→ **元の文章**:
たとえば、外部委託として弁護士に訴訟代理を依頼する場合は、業務が「法律行為」に当たり委任契約が適しています。
一方、システム開発の作業工程など「法律行為以外の業務」に当てはまる場合は、準委任契約が採用される傾向です。
いずれの契約も「業務の完成」よりも「業務の遂行」を重視する点は共通していますが、法律行為に該当するかが異なります。
委任契約と請負契約
契約形態 | 概要 | 異なるポイント |
---|---|---|
委任契約 | 法律行為に関与する業務の遂行を目的とした契約 | 業務の遂行に報酬が発生する |
請負契約 | 業務の完成や成果を出すことを約束させる契約 | 業務の完成や成果に対して報酬が発生する |
委任契約と請負契約では、業務委託する目的が異なります。
委任契約の目的は「業務の遂行」です。たとえば、弁護士への訴訟代理の依頼は、結果よりも適切なプロセスを踏むことが重視されます。
一方、請負契約は「業務の完成」や「成果を出すこと」を約束する契約です。たとえば、建設会社に住宅の建築を依頼する際には、請負契約が使用されます。
準委任契約と請負契約
契約形態 | 概要 | 異なるポイント |
---|---|---|
準委任契約 | 法律行為以外の業務の遂行を目的とした契約 | 業務の遂行に報酬が発生する |
請負契約 | 業務の完成や成果を出すことを約束する契約 | 業務の完成や成果に対して報酬が発生する |
準委任契約と請負契約も委託する目的が異なります。
準委任契約は、システム運用保守やヘルプデスクなどの業務の遂行を目的とする契約です。
一方、請負契約は「業務の完成」や「成果を出すこと」を約束する契約です。たとえば、Webサイト制作を外部に依頼して、完成したサイト自体が業務の成果となる場合に適しています。
委任契約・準委任契約・請負契約の違いを項目ごとに細分化
次に、各契約の違いを以下の項目に分けて詳しく解説します。
- 契約不適合責任の適用
- 善管注意義務
- 再委託
- 報酬請求権
- 中途解約
契約の種類によって条件や義務が異なります。適切な契約形態を選ぶことで自社の業務効率を向上できるため理解しましょう。
契約不適合責任の適用
契約形態 | 契約不適合責任の適用 |
---|---|
準委任契約 | なし |
委任契約 | なし |
請負契約 | あり |
契約不適合責任とは、売買契約や請負契約において、業務の成果が契約内容と異なる場合に、売主や受任者が負う責任のことで、民法第541条、民法第562条~第564条にも明記されています。

→ **データ一覧**:
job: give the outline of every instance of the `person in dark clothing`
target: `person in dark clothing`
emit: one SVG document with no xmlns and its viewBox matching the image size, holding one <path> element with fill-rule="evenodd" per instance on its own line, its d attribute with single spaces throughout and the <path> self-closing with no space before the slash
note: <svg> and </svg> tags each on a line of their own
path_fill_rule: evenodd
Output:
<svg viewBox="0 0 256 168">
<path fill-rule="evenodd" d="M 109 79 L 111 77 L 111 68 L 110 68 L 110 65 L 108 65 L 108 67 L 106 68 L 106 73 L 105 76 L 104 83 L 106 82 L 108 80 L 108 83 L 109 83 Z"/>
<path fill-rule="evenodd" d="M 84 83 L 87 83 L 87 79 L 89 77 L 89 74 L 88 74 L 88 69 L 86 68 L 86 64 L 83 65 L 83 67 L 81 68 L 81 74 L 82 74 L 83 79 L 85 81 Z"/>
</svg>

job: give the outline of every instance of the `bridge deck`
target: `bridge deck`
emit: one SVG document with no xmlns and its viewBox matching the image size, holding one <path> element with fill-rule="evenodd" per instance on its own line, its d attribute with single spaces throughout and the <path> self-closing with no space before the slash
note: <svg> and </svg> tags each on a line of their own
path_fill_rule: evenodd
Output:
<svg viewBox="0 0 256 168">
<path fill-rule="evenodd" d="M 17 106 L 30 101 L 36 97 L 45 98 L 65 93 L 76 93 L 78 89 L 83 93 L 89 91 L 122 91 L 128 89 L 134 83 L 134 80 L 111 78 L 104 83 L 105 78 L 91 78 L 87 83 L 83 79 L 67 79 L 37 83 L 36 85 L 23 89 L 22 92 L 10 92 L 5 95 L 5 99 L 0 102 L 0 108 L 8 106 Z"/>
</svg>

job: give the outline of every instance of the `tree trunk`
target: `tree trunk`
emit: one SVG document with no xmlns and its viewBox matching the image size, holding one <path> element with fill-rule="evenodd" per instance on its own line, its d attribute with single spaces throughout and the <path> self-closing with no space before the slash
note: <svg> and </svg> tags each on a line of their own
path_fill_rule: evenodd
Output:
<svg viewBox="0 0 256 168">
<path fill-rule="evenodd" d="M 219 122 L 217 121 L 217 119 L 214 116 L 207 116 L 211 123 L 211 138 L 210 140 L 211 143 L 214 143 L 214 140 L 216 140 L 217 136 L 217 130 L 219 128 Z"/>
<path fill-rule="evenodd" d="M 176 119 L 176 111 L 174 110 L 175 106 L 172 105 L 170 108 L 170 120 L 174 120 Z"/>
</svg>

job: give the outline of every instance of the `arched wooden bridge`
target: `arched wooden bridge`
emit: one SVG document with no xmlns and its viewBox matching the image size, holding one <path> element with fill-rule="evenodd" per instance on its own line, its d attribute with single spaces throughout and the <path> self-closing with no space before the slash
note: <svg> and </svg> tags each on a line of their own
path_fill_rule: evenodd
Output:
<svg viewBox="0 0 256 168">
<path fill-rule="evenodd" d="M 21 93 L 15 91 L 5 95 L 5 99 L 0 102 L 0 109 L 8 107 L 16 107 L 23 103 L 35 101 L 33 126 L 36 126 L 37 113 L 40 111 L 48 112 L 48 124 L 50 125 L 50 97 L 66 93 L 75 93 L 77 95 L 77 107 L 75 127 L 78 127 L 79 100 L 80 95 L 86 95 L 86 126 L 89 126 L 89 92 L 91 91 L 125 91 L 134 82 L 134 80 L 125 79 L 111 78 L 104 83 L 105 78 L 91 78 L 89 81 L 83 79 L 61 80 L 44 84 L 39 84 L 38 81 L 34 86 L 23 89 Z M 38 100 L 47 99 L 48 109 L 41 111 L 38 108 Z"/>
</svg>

→ **課題の指示**:
(1) 契約形態についての文章によると、契約不適合責任が適用されるのはどの契約形態ですか。
(2) 契約形態についての文章を、最後の文のあとから書き継いでください。
これらの項目は、別の出どころから集めたものです。

→ **課題の答え**:
(1) 請負契約です。

(2)
契約不適合責任の条文記載例
第五百六十二条
引き渡された目的物が種類、品質又は数量に関して契約の内容に適合しないものであるときは、買主は、売主に対し、目的物の修補、代替物の引渡し又は不足分の引渡しによる履行の追完を請求することができる。ただし、売主は、買主に不相当な負担を課するものでないときは、買主が請求した方法と異なる方法による履行の追完をすることができる。
引用: 民法|e-GOV法令検索
契約不適合責任は請負契約にのみ適用され、委任契約や準委任契約には適用されません。
たとえば、システム開発を外部業者に請負契約で依頼した場合、完成したシステムに不具合があれば、発注者は修補や損害賠償を請求できます。
一方、委任契約や準委任契約は業務の遂行が目的であり、業務の成果に対する品質の担保は対象外のため契約不適合責任は適用されません。
善管注意義務
契約形態 | 善管注意義務 |
---|---|
準委任契約 | あり |
委任契約 | あり |
請負契約 | なし |
善管注意義務は委任・準委任契約にのみ適用され、請負契約には適用されません。
善管注意義務とは、「一般的な考え方から求められる要件に注意を払って遂行する義務」のことです(民法第400、644、656条)。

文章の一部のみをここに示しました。